As for the first prong of the government’s burden—compelling interest—[the
Fifth Circuit] recently noted that a policy’s underinclusiveness may be relevant. Ali,
822 F.3d at 785. A policy is underinclusive if it “fail[s] to cover significant tracts of
conduct implicating [its] animating and putatively compelling interest.” Id. (quoting
Yellowbear v. Lampert, 741 F.3d 48, 60 (10th Cir. 2014) (Gorsuch, J.)). If a policy
is underinclusive, this fact “can raise with it the inference that the government’s
claimed interest isn’t actually so compelling after all.” Id. (quoting Yellowbear, 741
F.3d at 60); see also Williams–Yulee v. Fla. Bar, 135 S. Ct. 1656, 1668, 191 L.Ed.2d
570 (2015) (“Underinclusiveness can ... reveal that a law does not actually advance
a compelling interest.”).
Ware v. La. Dep’t of Corrections, No. 16-31012, 2017 WL 3205804, at *3 (5th Cir. July 28, 2017).
If a policy is underinclusive, the prison must provide “an adequate explanation for
its differential treatment” in order to avoid the conclusion that the policy does not
serve a compelling interest. Ali, 822 F.3d at 787.
If the government succeeds in showing a compelling interest as applied to the
specific inmate, it must then show that its policy is the least restrictive means of
achieving that interest. “‘The least-restrictive-means standard is exceptionally
demanding,’ and it requires the government to ‘sho[w] that it lacks other means of
achieving its desired goal’” other than the challenged policy. Holt, 135 S. Ct. at 864
(alteration in original) (quoting Hobby Lobby, 134 S. Ct. at 2780). The Supreme
Court has instructed that policies of prisons in other jurisdictions are relevant, but
“not necessarily controlling,” to the least restrictive means analysis. Id. at 866
(quoting Procunier v. Martinez, 416 U.S. 396, 414 n.14, 94 S. Ct. 1800, 40 L.Ed.2d
224 (1974)). On the one hand, RLUIPA does not “require[ ] a prison to grant a
particular religious exemption as soon as a few other jurisdictions do so.” Id. On the
other hand, “when so many prisons offer an accommodation, a prison must, at
minimum, offer persuasive reasons why it believes that it must take a different
course.” Id. Accordingly, in the face of evidence of contrary policies, we may not
defer to prison officials’ “mere say-so that they could not accommodate [the
plaintiff’s] request” because these other policies indicate that a less restrictive means
may be available. Id. “[I]f a less restrictive means is available for the Government
to achieve its goals, the Government must use it.” Id. at 864 (alteration in original)
(quoting United States v. Playboy Entm’t Grp., Inc., 529 U.S. 803, 815, 120 S. Ct.
1878, 146 L.Ed.2d 865 (2000)).
━━━━━━━━
Objective 1> Set down the rows verbatim from their first line through the line containing "M60 177L104 146L44 93L10 148Z", including both of those lines.

Recorded data:
━━━━━━━━
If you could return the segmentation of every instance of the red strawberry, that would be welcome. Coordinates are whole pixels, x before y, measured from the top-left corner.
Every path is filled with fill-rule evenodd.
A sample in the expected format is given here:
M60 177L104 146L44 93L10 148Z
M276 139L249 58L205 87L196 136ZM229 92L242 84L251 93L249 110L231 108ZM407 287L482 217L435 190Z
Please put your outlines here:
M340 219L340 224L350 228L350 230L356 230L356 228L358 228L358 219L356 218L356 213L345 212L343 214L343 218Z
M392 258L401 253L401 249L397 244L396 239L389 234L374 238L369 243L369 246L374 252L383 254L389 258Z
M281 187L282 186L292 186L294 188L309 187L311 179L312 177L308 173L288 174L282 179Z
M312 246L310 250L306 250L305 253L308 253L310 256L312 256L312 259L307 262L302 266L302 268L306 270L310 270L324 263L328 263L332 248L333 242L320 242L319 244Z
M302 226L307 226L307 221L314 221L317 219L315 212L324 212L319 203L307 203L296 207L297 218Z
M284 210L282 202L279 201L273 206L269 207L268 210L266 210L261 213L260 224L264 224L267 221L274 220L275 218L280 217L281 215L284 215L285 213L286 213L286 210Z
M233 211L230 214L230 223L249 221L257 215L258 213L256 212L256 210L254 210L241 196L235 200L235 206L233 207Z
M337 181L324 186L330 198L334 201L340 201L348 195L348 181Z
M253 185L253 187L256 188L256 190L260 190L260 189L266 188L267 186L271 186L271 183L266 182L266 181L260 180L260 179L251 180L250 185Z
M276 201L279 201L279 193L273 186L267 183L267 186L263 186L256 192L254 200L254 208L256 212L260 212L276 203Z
━━━━━━━━
Objective 2> From the legal excerpt on RLUIPA and prison policies, list every case name written as two parties joined by "v.".

Final result 1>
If you could return the segmentation of every instance of the red strawberry, that would be welcome. Coordinates are whole pixels, x before y, measured from the top-left corner.
Every path is filled with fill-rule evenodd.
A sample in the expected format is given here:
M60 177L104 146L44 93L10 148Z

Final result 2>
Yellowbear v. Lampert
Williams–Yulee v. Fla. Bar
Ware v. La. Dep’t of Corrections
Procunier v. Martinez
United States v. Playboy Entm’t Grp., Inc.